Rewrite the data below as a numbered list, one line per item, skipping blank lines and omitting the pictures.

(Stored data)
==*==
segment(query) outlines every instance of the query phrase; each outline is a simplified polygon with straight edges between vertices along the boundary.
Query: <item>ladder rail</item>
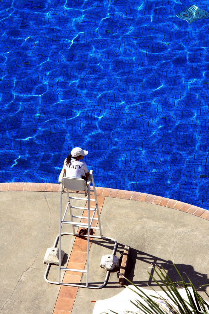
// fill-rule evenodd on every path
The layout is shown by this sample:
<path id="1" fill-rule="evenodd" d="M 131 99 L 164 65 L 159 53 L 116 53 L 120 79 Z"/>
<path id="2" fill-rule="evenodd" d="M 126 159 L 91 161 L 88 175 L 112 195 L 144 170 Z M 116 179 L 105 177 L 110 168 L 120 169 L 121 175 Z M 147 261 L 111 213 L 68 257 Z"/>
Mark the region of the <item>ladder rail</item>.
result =
<path id="1" fill-rule="evenodd" d="M 95 198 L 96 200 L 96 204 L 97 206 L 97 215 L 98 217 L 98 222 L 99 223 L 99 232 L 100 234 L 100 236 L 102 238 L 102 226 L 101 225 L 101 222 L 100 221 L 100 215 L 99 214 L 99 206 L 98 206 L 98 201 L 97 200 L 97 193 L 96 192 L 96 188 L 95 187 L 95 184 L 94 183 L 94 177 L 93 176 L 93 175 L 92 175 L 92 184 L 93 185 L 93 187 L 94 189 L 94 195 L 95 196 Z"/>

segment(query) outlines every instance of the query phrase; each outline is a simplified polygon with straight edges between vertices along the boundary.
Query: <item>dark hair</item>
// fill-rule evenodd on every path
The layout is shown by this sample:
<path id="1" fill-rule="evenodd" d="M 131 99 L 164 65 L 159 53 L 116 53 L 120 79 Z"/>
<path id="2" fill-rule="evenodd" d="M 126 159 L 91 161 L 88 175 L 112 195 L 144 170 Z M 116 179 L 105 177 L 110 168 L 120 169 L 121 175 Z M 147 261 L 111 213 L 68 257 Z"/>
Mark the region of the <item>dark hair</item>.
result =
<path id="1" fill-rule="evenodd" d="M 68 156 L 66 158 L 66 165 L 68 166 L 71 162 L 71 158 L 72 158 L 72 155 L 71 154 L 70 154 L 70 155 L 68 155 Z"/>
<path id="2" fill-rule="evenodd" d="M 71 158 L 73 158 L 75 159 L 76 159 L 76 158 L 79 158 L 80 157 L 81 157 L 82 156 L 83 156 L 83 155 L 79 155 L 79 156 L 77 156 L 77 157 L 74 157 L 72 156 L 71 154 L 70 154 L 70 155 L 68 155 L 68 156 L 66 158 L 66 163 L 65 164 L 66 165 L 68 166 L 69 164 L 70 163 Z"/>

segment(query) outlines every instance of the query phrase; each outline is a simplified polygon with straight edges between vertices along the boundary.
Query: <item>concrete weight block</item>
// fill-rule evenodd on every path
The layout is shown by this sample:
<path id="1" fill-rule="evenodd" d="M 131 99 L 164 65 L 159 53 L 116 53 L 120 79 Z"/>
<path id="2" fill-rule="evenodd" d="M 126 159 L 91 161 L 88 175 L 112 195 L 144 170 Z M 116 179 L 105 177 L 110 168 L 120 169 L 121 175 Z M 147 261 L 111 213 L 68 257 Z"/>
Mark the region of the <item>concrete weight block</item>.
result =
<path id="1" fill-rule="evenodd" d="M 62 262 L 65 252 L 61 250 L 61 264 Z M 44 259 L 44 264 L 59 264 L 59 249 L 58 247 L 48 247 L 46 250 Z"/>
<path id="2" fill-rule="evenodd" d="M 104 268 L 106 270 L 112 270 L 119 267 L 120 259 L 112 254 L 107 254 L 102 257 L 100 268 Z"/>

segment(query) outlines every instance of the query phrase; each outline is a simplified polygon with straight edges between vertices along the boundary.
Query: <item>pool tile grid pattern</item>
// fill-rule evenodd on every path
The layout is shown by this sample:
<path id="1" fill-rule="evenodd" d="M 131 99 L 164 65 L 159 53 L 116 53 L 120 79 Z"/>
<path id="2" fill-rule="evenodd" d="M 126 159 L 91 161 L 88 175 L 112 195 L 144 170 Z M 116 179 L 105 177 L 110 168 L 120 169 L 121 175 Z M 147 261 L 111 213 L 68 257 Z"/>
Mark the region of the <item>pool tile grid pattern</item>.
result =
<path id="1" fill-rule="evenodd" d="M 59 192 L 60 185 L 53 183 L 5 182 L 0 183 L 0 192 L 3 191 L 32 191 L 39 192 Z M 124 190 L 117 190 L 97 187 L 97 196 L 117 198 L 133 200 L 155 204 L 185 212 L 209 220 L 209 210 L 180 201 L 167 198 Z"/>
<path id="2" fill-rule="evenodd" d="M 102 196 L 98 196 L 97 197 L 100 214 L 101 212 L 105 198 L 104 197 Z M 88 208 L 87 202 L 85 207 Z M 87 215 L 87 210 L 85 209 L 82 216 L 86 217 Z M 95 218 L 97 218 L 97 213 L 95 213 Z M 81 219 L 81 222 L 85 223 L 86 221 L 85 219 Z M 92 225 L 93 227 L 97 227 L 97 222 L 95 220 L 93 222 Z M 90 249 L 91 245 L 90 239 Z M 67 268 L 84 269 L 87 257 L 87 239 L 77 237 L 74 242 Z M 81 281 L 82 274 L 82 273 L 75 273 L 67 271 L 65 272 L 63 282 L 65 283 L 71 283 L 78 284 Z M 70 314 L 78 289 L 78 288 L 76 287 L 61 286 L 53 314 Z"/>

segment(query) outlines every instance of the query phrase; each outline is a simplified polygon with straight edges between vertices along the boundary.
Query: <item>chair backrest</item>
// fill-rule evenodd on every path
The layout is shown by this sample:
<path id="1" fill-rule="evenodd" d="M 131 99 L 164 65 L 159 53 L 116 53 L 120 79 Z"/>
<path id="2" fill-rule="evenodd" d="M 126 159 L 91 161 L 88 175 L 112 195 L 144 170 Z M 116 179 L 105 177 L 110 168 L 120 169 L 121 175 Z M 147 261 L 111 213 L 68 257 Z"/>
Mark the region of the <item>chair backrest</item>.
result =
==*==
## EXPECTED ANSWER
1. segment(query) outlines every instance of the query phrase; each outline is a simplified polygon with straight edges between vertices along the boundary.
2. Query: <item>ladder rail</item>
3. // fill-rule evenodd on every path
4. The layout is shown by this sample:
5. <path id="1" fill-rule="evenodd" d="M 131 99 L 164 65 L 159 53 L 116 53 L 120 79 Z"/>
6. <path id="2" fill-rule="evenodd" d="M 126 159 L 91 161 L 88 175 L 112 195 L 144 170 Z M 116 179 L 105 177 L 110 168 L 120 169 L 121 175 Z M 147 261 L 111 213 L 68 257 Z"/>
7. Mark the region of the <item>ladder rail</item>.
8. result =
9. <path id="1" fill-rule="evenodd" d="M 95 198 L 96 200 L 96 204 L 97 206 L 97 215 L 98 217 L 98 222 L 99 223 L 99 232 L 100 234 L 100 236 L 102 238 L 102 226 L 101 225 L 101 222 L 100 221 L 100 215 L 99 214 L 99 206 L 98 206 L 98 201 L 97 200 L 97 193 L 96 192 L 96 188 L 95 187 L 95 184 L 94 183 L 94 177 L 93 176 L 93 175 L 92 175 L 92 184 L 93 185 L 93 187 L 94 189 L 94 195 L 95 196 Z"/>
10. segment(query) outlines every instance of the query phrase; each outline is a simplified polygon with straight edges between vertices along the boundary.
11. Query: <item>dark hair</item>
12. // fill-rule evenodd on every path
13. The layout is shown by this sample:
14. <path id="1" fill-rule="evenodd" d="M 131 99 L 164 65 L 159 53 L 116 53 L 120 79 Z"/>
15. <path id="2" fill-rule="evenodd" d="M 126 159 L 91 161 L 88 175 L 112 195 L 144 170 Z M 116 179 L 105 177 L 110 168 L 120 169 L 121 175 Z M 147 261 L 111 213 L 68 257 Z"/>
16. Mark the region of the <item>dark hair</item>.
17. result =
18. <path id="1" fill-rule="evenodd" d="M 68 156 L 66 158 L 66 165 L 68 166 L 71 162 L 71 158 L 72 158 L 72 155 L 71 154 L 70 154 L 70 155 L 68 155 Z"/>
19. <path id="2" fill-rule="evenodd" d="M 71 158 L 73 158 L 75 159 L 76 159 L 76 158 L 79 158 L 80 157 L 81 157 L 82 156 L 83 156 L 83 155 L 79 155 L 79 156 L 77 156 L 77 157 L 74 157 L 72 156 L 71 154 L 70 154 L 70 155 L 68 155 L 68 156 L 66 158 L 66 163 L 65 164 L 66 165 L 68 166 L 69 164 L 70 163 Z"/>
20. segment(query) outlines every instance of the query phrase; each outline is a simplified polygon with straight edges between vertices along the boundary.
21. Query: <item>concrete weight block</item>
22. // fill-rule evenodd on every path
23. The layout is shown by this sample:
24. <path id="1" fill-rule="evenodd" d="M 131 99 L 164 65 L 159 53 L 116 53 L 120 79 Z"/>
25. <path id="2" fill-rule="evenodd" d="M 126 159 L 91 161 L 88 175 L 112 195 L 144 170 Z M 116 179 L 105 177 L 110 168 L 120 169 L 121 175 Z M 147 261 L 111 213 L 68 257 Z"/>
26. Mark the region of the <item>concrete weight block</item>.
27. result =
28. <path id="1" fill-rule="evenodd" d="M 62 262 L 65 252 L 61 250 L 61 264 Z M 44 259 L 44 264 L 59 264 L 59 249 L 58 247 L 48 247 L 46 250 Z"/>
29. <path id="2" fill-rule="evenodd" d="M 104 268 L 106 270 L 112 270 L 119 267 L 120 259 L 112 254 L 107 254 L 102 257 L 100 268 Z"/>
30. segment(query) outlines every instance of the query phrase; each outline is a simplified polygon with straight edges between vertices along the boundary.
31. Query: <item>pool tile grid pattern</item>
32. // fill-rule evenodd on every path
33. The layout is shown by this sample:
34. <path id="1" fill-rule="evenodd" d="M 131 99 L 164 65 L 159 53 L 116 53 L 120 79 Z"/>
35. <path id="2" fill-rule="evenodd" d="M 126 159 L 91 161 L 88 175 L 112 195 L 144 170 Z M 116 179 L 105 177 L 110 168 L 120 169 L 121 175 Z M 147 261 L 111 213 L 68 257 Z"/>
36. Mark the region of the <item>pool tile grid pattern</item>.
37. result =
38. <path id="1" fill-rule="evenodd" d="M 59 192 L 60 185 L 53 183 L 5 182 L 0 183 L 0 192 L 3 191 L 32 191 L 39 192 Z M 124 190 L 117 190 L 97 187 L 97 196 L 117 198 L 133 200 L 155 204 L 185 212 L 209 220 L 209 210 L 180 201 L 167 198 Z"/>
39. <path id="2" fill-rule="evenodd" d="M 102 196 L 98 196 L 97 197 L 100 214 L 101 212 L 105 198 L 104 197 Z M 88 208 L 87 202 L 85 207 Z M 87 215 L 87 210 L 85 209 L 82 216 L 86 217 Z M 95 218 L 97 218 L 97 213 L 95 213 Z M 81 219 L 81 222 L 85 223 L 86 221 L 85 219 Z M 92 225 L 93 227 L 97 227 L 97 222 L 95 220 L 93 222 Z M 90 249 L 91 245 L 90 239 Z M 67 268 L 84 269 L 87 257 L 87 239 L 77 237 L 74 242 Z M 81 281 L 82 274 L 82 273 L 75 273 L 67 271 L 65 272 L 63 282 L 65 283 L 71 283 L 78 284 Z M 70 314 L 78 289 L 78 288 L 76 287 L 61 286 L 53 314 Z"/>
40. segment(query) outlines every instance of the query phrase; each outline is a simplified polygon with straight edges between vertices along the boundary.
41. Query: <item>chair backrest</item>
42. // fill-rule evenodd on every path
43. The layout is shown by this sample:
44. <path id="1" fill-rule="evenodd" d="M 131 99 L 164 65 L 159 53 L 116 53 L 120 79 Z"/>
45. <path id="2" fill-rule="evenodd" d="M 126 159 L 91 161 L 88 175 L 112 195 L 144 170 Z M 116 179 L 105 177 L 110 168 L 120 169 L 121 175 Z M 147 261 L 111 213 L 68 257 Z"/>
46. Mark the region of the <item>chair backrest</item>.
47. result =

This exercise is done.